### Task requirements
In the entries below, the lines from the one with "green shrub ->" through the one with "leafy bush ->" are to be copied exactly; both ends count.

### Available records

☆ ☆ ☆ ☆ ☆ ☆ ☆

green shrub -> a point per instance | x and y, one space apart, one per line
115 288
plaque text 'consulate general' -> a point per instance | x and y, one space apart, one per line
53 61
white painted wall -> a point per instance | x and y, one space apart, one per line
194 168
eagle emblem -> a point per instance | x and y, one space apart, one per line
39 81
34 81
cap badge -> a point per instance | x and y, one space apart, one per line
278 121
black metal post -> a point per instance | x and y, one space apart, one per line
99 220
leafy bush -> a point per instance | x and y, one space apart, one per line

☆ ☆ ☆ ☆ ☆ ☆ ☆

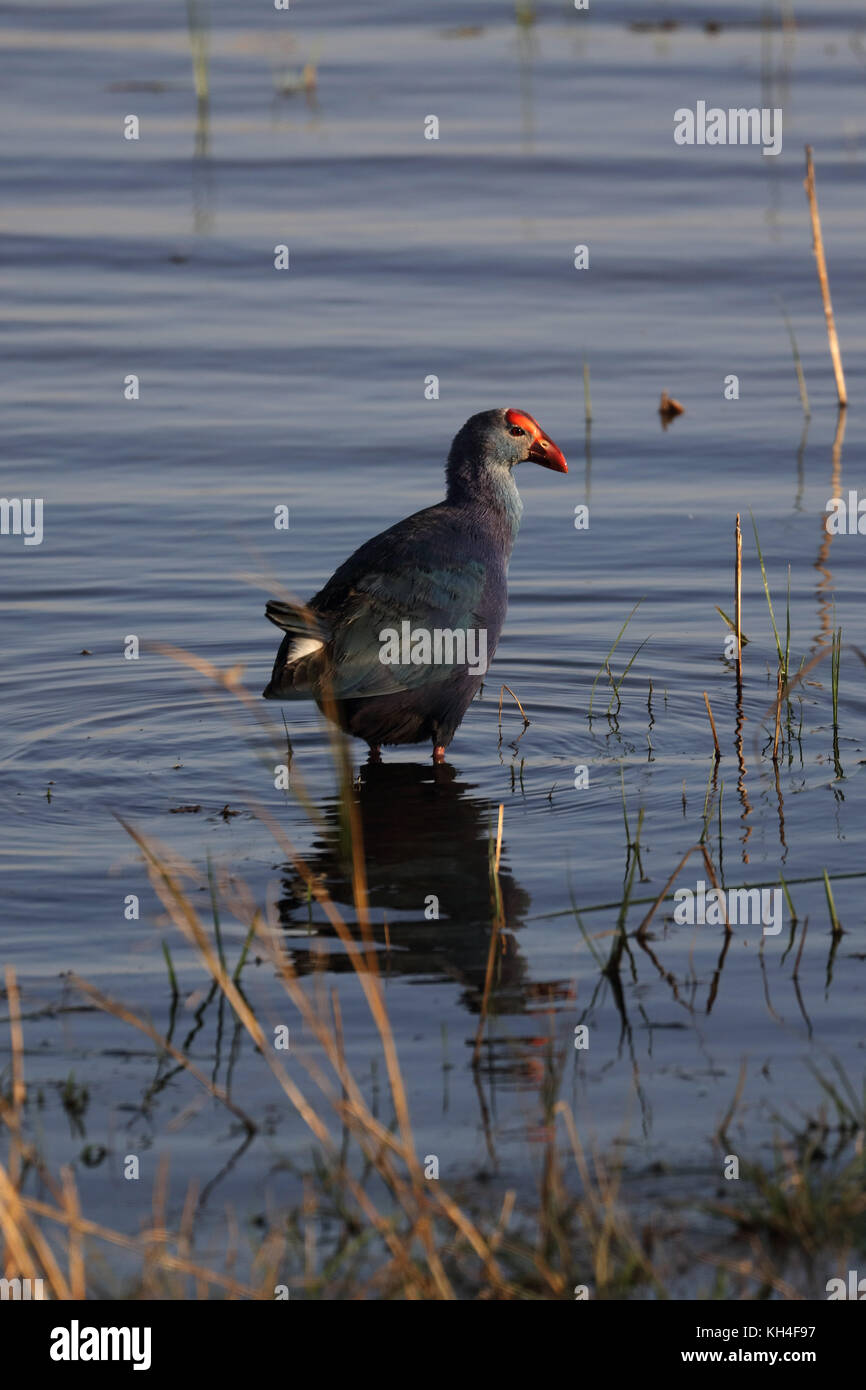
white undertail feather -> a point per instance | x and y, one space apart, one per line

☆ ☆ ☆ ☆ ☆ ☆ ☆

### Output of the task
green shrub -> a point per instance | x and y, one space apart, one per line
115 288
plaque text 'consulate general' -> a point per instance | x and y, one space apart, one per line
53 61
white painted wall -> a point per instance | x and y, one space apart, one per line
194 168
eagle emblem -> a point per instance | x and y, one space apart, one per line
39 81
34 81
cap badge -> a point per instance | x and y, one space apart, one per line
278 121
black metal post -> a point per instance | x and y, one space apart, one per line
99 220
leafy bush -> a point per instance | x and y, one space apart, one per line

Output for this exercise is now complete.